Selected passage:
* * *
In the Court of Appeals Sixth Appellate District of Texas at Texarkana
No. 06-24-00217-CR
HOUSTON SAMUEL HAMMONS, Appellant
V.
THE STATE OF TEXAS, Appellee
On Appeal from the 336th District Court Fannin County, Texas Trial Court No. CR-24-46712
Before Stevens, C.J., van Cleef and Rambin, JJ. Memorandum Opinion by Chief Justice Stevens MEMORANDUM OPINION
A Fannin County jury convicted Houston Samuel Hammons of criminal mischief causing
pecuniary loss of $2,500.00 or more but less than $30,000.00, a state jail felony. See TEX. PENAL
CODE ANN. § 28.03(b)(4) (Supp.). For this offense, the jury assessed a punishment of two years’
imprisonment, and the trial court ordered Hammons to pay $4,044.00 in restitution to his victims.
In his sole issue on appeal, Hammons argues that the evidence is legally insufficient to support
the element of pecuniary loss.1 Because we find that legally sufficient evidence supported the
amount of pecuniary loss, we affirm the trial court’s judgment.
I. Standard of Review
“In evaluating legal sufficiency, we review all the evidence in the light most favorable to
the trial court’s judgment to determine whether any rational jury could have found the essential
elements of the offense beyond a reasonable doubt.” Williamson v. State, 589 S.W.3d 292, 297
(Tex. App.—Texarkana 2019, pet. ref’d) (citing Brooks v. State, 323 S.W.3d 893, 912 (Tex.
Crim. App. 2010) (plurality op.); Jackson v. Virginia, 443 U.S. 307, 319 (1979); Hartsfield v.
State, 305 S.W.3d 859, 863 (Tex. App.—Texarkana 2010, pet. ref’d)). “Our rigorous [legal
sufficiency] review focuses on the quality of the evidence presented.” Id. (citing Brooks, 323
S.W.3d at 917–18 (Cochran, J., concurring)). “We examine legal sufficiency under the direction
of the Brooks opinion, while giving deference to the responsibility of the jury ‘to fairly resolve
conflicts in testimony, to weigh the evidence, and to draw reasonable inferences from basic facts
to ultimate facts.’” Id. (quoting Hooper v. State, 214 S.W.3d 9, 13 (Tex. Crim. App. 2007)
* * *
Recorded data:

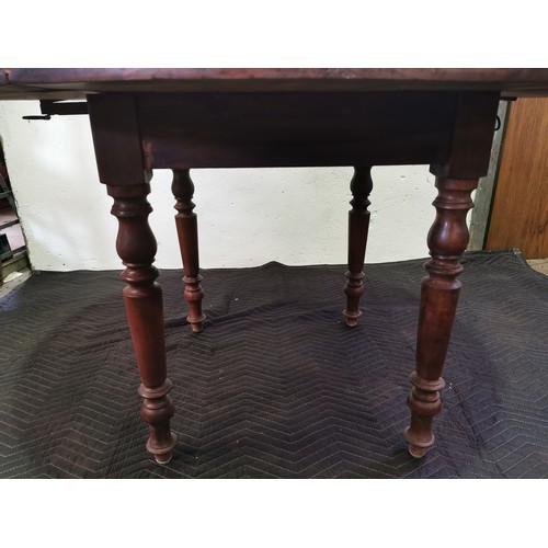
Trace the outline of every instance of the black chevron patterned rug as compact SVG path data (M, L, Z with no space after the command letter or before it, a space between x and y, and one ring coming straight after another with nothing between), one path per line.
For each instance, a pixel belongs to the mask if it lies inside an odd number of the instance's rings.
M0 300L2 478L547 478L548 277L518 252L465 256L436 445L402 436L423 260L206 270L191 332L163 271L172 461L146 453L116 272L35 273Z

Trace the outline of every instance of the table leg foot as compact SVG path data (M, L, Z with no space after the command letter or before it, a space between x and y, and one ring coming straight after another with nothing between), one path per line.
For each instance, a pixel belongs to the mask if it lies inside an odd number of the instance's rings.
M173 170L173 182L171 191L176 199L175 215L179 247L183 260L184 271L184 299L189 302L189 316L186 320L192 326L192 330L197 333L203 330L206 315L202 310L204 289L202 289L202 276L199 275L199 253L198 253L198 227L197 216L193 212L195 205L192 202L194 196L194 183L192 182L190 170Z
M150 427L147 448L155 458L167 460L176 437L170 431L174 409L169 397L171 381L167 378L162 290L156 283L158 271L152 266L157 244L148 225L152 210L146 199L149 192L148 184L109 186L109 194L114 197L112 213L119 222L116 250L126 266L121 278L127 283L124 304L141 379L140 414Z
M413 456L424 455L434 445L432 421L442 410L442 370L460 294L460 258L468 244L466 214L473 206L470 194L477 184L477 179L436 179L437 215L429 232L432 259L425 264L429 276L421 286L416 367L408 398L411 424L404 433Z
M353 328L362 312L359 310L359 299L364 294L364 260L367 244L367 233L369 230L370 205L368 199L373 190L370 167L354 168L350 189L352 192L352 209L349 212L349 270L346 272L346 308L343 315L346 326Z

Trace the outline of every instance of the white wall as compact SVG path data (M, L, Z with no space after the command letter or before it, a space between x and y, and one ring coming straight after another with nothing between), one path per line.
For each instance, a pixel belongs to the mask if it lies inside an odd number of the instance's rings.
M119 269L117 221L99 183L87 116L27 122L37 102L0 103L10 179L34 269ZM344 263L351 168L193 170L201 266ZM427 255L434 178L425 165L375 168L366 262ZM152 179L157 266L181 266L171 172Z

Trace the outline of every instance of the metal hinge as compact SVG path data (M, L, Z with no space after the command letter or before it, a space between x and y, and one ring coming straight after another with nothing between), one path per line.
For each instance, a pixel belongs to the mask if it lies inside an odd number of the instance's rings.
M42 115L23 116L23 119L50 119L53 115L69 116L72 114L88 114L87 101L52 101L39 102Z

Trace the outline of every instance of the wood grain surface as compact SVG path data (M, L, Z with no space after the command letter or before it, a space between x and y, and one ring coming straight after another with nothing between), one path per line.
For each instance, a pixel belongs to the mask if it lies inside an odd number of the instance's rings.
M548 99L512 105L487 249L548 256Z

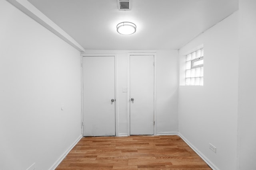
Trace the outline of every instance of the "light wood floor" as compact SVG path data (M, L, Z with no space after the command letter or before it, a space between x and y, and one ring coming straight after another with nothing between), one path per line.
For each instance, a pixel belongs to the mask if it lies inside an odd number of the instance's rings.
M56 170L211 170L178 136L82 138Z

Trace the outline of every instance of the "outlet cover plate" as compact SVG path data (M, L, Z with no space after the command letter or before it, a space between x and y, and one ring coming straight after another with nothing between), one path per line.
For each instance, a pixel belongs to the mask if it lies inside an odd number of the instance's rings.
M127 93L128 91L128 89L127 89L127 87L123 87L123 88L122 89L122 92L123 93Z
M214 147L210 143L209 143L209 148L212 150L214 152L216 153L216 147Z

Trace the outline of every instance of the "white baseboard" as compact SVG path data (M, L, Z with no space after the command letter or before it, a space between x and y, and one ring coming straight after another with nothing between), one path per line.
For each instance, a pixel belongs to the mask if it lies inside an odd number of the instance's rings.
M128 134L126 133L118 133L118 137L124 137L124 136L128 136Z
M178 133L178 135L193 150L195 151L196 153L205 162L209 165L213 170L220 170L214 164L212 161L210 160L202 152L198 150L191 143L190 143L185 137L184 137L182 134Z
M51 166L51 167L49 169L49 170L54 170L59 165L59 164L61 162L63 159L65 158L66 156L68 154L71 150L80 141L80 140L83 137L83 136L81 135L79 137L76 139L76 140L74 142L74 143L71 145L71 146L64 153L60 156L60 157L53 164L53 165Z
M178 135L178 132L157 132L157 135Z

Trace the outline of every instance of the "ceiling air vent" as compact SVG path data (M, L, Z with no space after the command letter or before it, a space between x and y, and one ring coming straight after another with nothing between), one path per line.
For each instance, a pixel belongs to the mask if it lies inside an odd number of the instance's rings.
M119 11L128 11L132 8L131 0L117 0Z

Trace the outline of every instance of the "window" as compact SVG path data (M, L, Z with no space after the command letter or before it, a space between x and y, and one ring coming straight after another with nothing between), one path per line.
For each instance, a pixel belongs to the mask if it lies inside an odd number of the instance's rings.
* * *
Required actions:
**1.** Using only the opinion, decide whether each statement below agrees with it. Answer yes or no for each and quote the exact deciding words.
(a) The jury assessed a punishment of two years' imprisonment.
(b) The trial court ordered Hammons to pay $2,500.00 in restitution.
(c) Hammons raises more than one issue on appeal.
**2.** Update everything in the opinion from "State, 305 S.W.3d" down to "Crim. App. 2007)" by writing "factfinder" in place of "jury".
**3.** Answer these questions from the opinion:
(a) Which court and county did the appeal come from?
(b) Who wrote the memorandum opinion?
(c) According to the opinion, what does the court's rigorous legal sufficiency review focus on?

Problem solutions:
**1.**
(a) Yes: "the jury assessed a punishment of two years’ imprisonment"
(b) No: "the trial court ordered Hammons to pay $4,044.00 in restitution to his victims"
(c) No: "In his sole issue on appeal"

**2.**
State, 305 S.W.3d 859, 863 (Tex. App.—Texarkana 2010, pet. ref’d)). “Our rigorous [legal
sufficiency] review focuses on the quality of the evidence presented.” Id. (citing Brooks, 323
S.W.3d at 917–18 (Cochran, J., concurring)). “We examine legal sufficiency under the direction
of the Brooks opinion, while giving deference to the responsibility of the factfinder ‘to fairly resolve
conflicts in testimony, to weigh the evidence, and to draw reasonable inferences from basic facts
to ultimate facts.’” Id. (quoting Hooper v. State, 214 S.W.3d 9, 13 (Tex. Crim. App. 2007)

**3.**
(a) The 336th District Court, Fannin County, Texas.
(b) Chief Justice Stevens.
(c) The quality of the evidence presented.